§ Task requirements
• A. According to the study abstract, why did the researchers analyse urea, electrolytes, creatinine and GFR?
• B. Reproduce the study abstract starting at "The effect of" and ending at "Active Group (AG)", substituting "healthy men" for "healthy males".

§ Supplied passage

---+---

The effect of oral nutritional supplementation on selected pathology and anthropometric markers of health status in middle aged men
This study was aimed at determining whether treatment with nutritional supplementation would improve pathology measures of disease risk. A total of twenty (20) healthy males, 30-60 years of age, served as participants. Participants were randomly divided into an Active Group (AG)
(n=10) and a Placebo Group (PG) (n=10). Participants took the treatment (with active or placebo ingredients) for 90 days. On day 1 and 90th day blood samples were collected and analysed for cardiovascular disease risk markers (HDL, LDL, Triglycerides, total cholesterol and C reactive protein). To evaluate renal function urea, electrolytes creatinine and g GFR were analysed. White cell count and differential count were used as indicators of immune function. Vit B12 and s-folate were also analysed. No significant differences were found between the pre-test and post-test readings in the PG, whilst the AG experienced significant differences between the pre- and posttest in sodium and s-folate readings. On sodium readings the AG presented more cases with significantly lower levels during the post-test whilst s-folate was statistically higher during the post-test. No significant changes were found in any of the other pathology disease markers. It can
be concluded despite the significant improvement in folic acid and sodium level observed in the AG participants that the nutritional supplement rich in folic acid, Vit B6, Vit B1, Vit B12, zinc, calcium, amino acid, Vit E and Vit C used for a period of 90 days has no effect on selected pathology markers of health status in middle-aged sedentary men.
Key words: Supplementation, groups, health status, sedentary, sodium, s-folate.

---+---

§ Data
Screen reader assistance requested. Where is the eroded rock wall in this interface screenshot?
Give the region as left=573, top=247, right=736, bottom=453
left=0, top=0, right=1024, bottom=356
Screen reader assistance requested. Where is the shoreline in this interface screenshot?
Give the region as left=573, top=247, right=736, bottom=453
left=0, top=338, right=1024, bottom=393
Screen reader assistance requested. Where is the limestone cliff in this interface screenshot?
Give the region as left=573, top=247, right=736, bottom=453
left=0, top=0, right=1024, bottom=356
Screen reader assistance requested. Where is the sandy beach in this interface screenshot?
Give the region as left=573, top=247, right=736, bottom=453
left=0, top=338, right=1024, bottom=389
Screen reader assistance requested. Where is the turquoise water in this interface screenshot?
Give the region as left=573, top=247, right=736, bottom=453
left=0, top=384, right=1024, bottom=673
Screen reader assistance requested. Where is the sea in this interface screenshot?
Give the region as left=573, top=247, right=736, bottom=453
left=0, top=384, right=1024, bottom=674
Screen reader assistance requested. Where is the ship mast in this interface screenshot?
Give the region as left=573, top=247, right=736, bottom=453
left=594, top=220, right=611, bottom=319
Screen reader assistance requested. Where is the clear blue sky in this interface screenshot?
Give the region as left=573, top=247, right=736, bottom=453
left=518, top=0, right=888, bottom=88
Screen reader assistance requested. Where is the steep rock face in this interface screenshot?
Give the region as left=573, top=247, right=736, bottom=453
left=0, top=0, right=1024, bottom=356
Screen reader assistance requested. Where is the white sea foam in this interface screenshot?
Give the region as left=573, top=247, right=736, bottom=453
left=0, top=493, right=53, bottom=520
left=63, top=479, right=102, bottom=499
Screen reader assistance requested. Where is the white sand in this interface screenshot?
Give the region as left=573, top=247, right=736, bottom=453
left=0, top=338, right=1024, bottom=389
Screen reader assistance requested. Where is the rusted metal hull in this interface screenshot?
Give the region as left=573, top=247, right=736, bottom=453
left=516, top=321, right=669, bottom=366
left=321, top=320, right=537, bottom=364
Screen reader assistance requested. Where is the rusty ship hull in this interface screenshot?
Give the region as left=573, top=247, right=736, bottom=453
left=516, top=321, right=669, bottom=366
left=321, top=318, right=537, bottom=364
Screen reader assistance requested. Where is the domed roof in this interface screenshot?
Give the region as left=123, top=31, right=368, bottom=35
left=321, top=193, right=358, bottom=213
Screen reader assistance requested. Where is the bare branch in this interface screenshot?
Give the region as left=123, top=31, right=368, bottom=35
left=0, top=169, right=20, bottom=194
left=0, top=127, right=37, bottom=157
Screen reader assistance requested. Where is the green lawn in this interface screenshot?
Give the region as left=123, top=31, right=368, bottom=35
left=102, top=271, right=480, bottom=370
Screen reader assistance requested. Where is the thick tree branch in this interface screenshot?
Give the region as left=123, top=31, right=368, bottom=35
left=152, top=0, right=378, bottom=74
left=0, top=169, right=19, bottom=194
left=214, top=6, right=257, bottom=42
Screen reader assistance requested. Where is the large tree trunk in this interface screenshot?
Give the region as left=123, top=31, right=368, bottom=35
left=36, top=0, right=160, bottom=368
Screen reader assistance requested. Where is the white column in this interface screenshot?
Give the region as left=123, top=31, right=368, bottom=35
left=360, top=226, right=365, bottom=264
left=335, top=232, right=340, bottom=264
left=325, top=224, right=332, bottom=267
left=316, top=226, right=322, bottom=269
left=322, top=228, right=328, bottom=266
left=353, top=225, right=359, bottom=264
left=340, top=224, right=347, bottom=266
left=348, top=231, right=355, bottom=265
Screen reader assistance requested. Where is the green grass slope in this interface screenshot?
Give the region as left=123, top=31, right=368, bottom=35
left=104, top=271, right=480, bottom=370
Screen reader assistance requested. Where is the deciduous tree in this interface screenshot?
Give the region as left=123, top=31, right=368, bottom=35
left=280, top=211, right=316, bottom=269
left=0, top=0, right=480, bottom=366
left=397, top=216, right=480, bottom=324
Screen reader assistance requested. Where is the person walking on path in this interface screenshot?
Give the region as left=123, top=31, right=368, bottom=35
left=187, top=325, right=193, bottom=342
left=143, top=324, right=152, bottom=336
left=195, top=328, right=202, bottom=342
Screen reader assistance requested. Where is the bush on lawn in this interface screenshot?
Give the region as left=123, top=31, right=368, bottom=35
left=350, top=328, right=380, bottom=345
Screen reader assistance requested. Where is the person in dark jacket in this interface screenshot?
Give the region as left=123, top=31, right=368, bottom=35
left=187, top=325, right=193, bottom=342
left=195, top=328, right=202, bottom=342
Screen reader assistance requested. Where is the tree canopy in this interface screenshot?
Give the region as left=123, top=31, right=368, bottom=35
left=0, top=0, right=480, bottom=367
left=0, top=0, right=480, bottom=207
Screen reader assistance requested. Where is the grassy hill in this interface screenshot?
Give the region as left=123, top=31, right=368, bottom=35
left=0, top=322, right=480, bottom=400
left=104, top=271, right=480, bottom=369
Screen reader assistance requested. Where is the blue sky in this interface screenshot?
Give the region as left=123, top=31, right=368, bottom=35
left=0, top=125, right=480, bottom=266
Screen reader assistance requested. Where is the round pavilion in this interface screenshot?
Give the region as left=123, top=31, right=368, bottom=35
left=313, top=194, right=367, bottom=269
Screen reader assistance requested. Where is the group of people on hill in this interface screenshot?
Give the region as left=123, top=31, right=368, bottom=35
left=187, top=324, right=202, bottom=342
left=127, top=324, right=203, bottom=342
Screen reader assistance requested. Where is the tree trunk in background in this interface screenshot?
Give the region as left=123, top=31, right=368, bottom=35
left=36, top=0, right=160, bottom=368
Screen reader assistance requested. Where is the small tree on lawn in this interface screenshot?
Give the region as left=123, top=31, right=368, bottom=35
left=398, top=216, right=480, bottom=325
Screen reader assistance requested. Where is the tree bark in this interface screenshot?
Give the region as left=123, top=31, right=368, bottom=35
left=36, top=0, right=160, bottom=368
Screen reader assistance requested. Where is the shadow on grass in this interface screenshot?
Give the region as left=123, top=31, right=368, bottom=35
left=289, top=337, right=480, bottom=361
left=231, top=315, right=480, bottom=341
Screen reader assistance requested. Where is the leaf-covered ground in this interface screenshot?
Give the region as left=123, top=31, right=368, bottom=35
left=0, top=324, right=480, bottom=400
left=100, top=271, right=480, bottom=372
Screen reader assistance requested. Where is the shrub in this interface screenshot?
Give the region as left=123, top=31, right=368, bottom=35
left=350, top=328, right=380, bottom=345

---+---

§ Per-task answers
• A. They analysed urea, electrolytes, creatinine and GFR to evaluate renal function.

• B.
The effect of oral nutritional supplementation on selected pathology and anthropometric markers of health status in middle aged men
This study was aimed at determining whether treatment with nutritional supplementation would improve pathology measures of disease risk. A total of twenty (20) healthy men, 30-60 years of age, served as participants. Participants were randomly divided into an Active Group (AG)